◆ Text passage ◆

____

We're only part way in 2020-07-17 but I ran it to make sure that the results are the same as usual. 2020-07-17 was run using https://github.com/google/fuzzbench/pull/509 which will allow non-FuzzBench maintainers to easily contribute benchmarks from OSS-Fuzz. In theory the results should be the same even though the builds are different. But any differences are very helpful for me.

jonathanmetzman avatar Jul 16 '20 21:07 jonathanmetzman

I moved 2020-07-17 here since I don't consider it an official experiment.

was there already an assessment which of the two coverage methods is better or what the advantages/disadvantages are? thanks!

Note that 2020-07-17 used sancov, the current cov implementation. Only clang-cov-test used it. So far it looks totally fine to replace sancov with clang cov. But we're still investigating.

jonathanmetzman avatar Jul 16 '20 21:07 jonathanmetzman

What did you notice that's different in 2020-07-17?

honggfuzz is not in the top list and instead fastcgs_lm is ... both unusual. Also aflplusplus_ctx_nozerosingle has no reason to be at place 3 and should rather be around ankou. sure it is only running for 1/3 of the time, but usually there are not dramatic improvements or degration over the whole benchmark after 6 hours.

vanhauser-thc avatar Jul 16 '20 22:07 vanhauser-thc

Also 2020-07-17 is not updated anymore since moved

vanhauser-thc avatar Jul 17 '20 07:07 vanhauser-thc

Also 2020-07-17 is not updated anymore since moved

I stopped that experiment to run yours.

jonathanmetzman avatar Jul 17 '20 19:07 jonathanmetzman

There is a very noticeable bump in edge coverage between all the reports before 07/25 and after 08/03.

https://www.fuzzbench.com/reports/2020-07-25/index.html https://www.fuzzbench.com/reports/2020-08-03/index.html

I am wondering what caused it?

alifahmed avatar Aug 15 '20 19:08 alifahmed

true! and systemd has much less now which is weird

vanhauser-thc avatar Aug 15 '20 19:08 vanhauser-thc

There is a very noticeable bump in edge coverage between all the reports before 07/25 and after 08/03.

https://www.fuzzbench.com/reports/2020-07-25/index.html https://www.fuzzbench.com/reports/2020-08-03/index.html

I am wondering what caused it?

We moved to using clang code coverage instead of sancov.

inferno-chromium avatar Aug 15 '20 21:08 inferno-chromium

what is measured now? edges? basic blocks? lines of codes? instructions?

vanhauser-thc avatar Aug 15 '20 21:08 vanhauser-thc

what is measured now? edges? basic blocks? lines of codes? instructions?

____

From the fuzzing benchmark thread above, pull out the passage that runs from "I moved 2020-07-17" up to and including "different in 2020-07-17?", copied word for word.

____

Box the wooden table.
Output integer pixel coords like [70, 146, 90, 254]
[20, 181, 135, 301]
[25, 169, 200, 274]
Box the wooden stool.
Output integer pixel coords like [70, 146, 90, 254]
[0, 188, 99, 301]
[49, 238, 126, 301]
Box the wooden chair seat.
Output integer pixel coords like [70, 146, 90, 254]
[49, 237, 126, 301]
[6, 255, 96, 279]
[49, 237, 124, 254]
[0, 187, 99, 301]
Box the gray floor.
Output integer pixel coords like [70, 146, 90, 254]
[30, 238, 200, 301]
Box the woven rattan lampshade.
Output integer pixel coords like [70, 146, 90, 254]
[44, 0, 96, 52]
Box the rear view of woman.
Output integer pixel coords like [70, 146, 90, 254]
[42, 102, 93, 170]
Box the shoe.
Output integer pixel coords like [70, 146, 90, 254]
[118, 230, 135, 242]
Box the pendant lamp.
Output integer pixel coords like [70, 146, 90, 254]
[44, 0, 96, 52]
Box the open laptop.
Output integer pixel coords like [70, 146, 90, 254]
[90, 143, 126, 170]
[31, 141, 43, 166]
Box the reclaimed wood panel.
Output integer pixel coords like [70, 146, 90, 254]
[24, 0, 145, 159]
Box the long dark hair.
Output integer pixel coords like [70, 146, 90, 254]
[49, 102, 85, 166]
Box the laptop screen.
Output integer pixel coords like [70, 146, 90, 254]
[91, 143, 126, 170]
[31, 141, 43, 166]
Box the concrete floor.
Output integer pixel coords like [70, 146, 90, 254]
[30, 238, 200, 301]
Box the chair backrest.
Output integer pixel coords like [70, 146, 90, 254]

____

◆ In response ◆
I moved 2020-07-17 here since I don't consider it an official experiment.

was there already an assessment which of the two coverage methods is better or what the advantages/disadvantages are? thanks!

Note that 2020-07-17 used sancov, the current cov implementation. Only clang-cov-test used it. So far it looks totally fine to replace sancov with clang cov. But we're still investigating.

jonathanmetzman avatar Jul 16 '20 21:07 jonathanmetzman

What did you notice that's different in 2020-07-17?